#### [TASK STATEMENT]
Reproduce, word for word, the entire forum reply below concerning why QA is always the bottleneck.

#### [TEXT PROVIDED]

Re: QRe: "Why is QA Always the bottleneck?"

by Steven Gordon-2 :: Rate this Message:

Reply to Author | View Threaded | Show Only this Message

My first sentence is missing a 'not'.

On Mon, Sep 21, 2009 at 8:50 AM, Steven Gordon <sgordonphd@...> wrote:

> It seems like this organization has not adopted agile top-down, so my
> previous comments are fully applicable to such an organization,
>
> Top-down agile adoption cannot be successful in an organization that
> believes it is doing just fine with its current approach.  The attitude that
> there are lots of people waiting to fill the jobs of people who do not like
> the way things are done here indicates that the organization as a whole is
> far from ready to consider a different approach.
>
> Given that, agile approaches can still work in isolated sub-organizations,
> but the people who interface between an agile sub-organization and the rest
> of the organization face the formidable challenge of living in both worlds.

Named object pointing entries:
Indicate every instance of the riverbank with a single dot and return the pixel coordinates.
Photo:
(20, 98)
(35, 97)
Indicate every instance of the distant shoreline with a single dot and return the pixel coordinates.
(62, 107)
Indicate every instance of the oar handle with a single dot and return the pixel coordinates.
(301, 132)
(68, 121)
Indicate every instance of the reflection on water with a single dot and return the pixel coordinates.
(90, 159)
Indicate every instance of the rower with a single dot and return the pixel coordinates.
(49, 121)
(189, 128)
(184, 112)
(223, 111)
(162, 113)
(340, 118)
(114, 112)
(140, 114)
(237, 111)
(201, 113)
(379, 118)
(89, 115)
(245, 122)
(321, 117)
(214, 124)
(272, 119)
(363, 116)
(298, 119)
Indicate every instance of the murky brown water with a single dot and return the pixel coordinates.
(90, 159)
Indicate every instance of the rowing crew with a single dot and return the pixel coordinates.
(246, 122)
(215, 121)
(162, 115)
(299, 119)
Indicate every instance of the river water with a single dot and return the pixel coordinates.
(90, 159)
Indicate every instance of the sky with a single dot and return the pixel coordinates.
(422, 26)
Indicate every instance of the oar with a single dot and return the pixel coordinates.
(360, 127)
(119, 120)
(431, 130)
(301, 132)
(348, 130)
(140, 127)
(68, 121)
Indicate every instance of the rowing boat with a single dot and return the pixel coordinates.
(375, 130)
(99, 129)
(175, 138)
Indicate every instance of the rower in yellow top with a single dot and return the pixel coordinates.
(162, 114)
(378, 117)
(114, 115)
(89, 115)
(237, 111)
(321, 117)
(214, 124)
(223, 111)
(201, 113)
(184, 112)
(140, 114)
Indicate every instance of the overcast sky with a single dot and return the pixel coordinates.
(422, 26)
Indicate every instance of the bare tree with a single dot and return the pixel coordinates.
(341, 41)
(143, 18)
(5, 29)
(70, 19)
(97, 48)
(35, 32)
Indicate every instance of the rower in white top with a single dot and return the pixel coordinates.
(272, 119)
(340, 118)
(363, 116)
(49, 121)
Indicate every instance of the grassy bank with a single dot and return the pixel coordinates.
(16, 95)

#### [OUTPUT OF THE EXERCISE]
Re: QRe: "Why is QA Always the bottleneck?"

by Steven Gordon-2 :: Rate this Message:

Reply to Author | View Threaded | Show Only this Message

My first sentence is missing a 'not'.

On Mon, Sep 21, 2009 at 8:50 AM, Steven Gordon <sgordonphd@...> wrote:

> It seems like this organization has not adopted agile top-down, so my
> previous comments are fully applicable to such an organization,
>
> Top-down agile adoption cannot be successful in an organization that
> believes it is doing just fine with its current approach.  The attitude that
> there are lots of people waiting to fill the jobs of people who do not like
> the way things are done here indicates that the organization as a whole is
> far from ready to consider a different approach.
>
> Given that, agile approaches can still work in isolated sub-organizations,
> but the people who interface between an agile sub-organization and the rest
> of the organization face the formidable challenge of living in both worlds.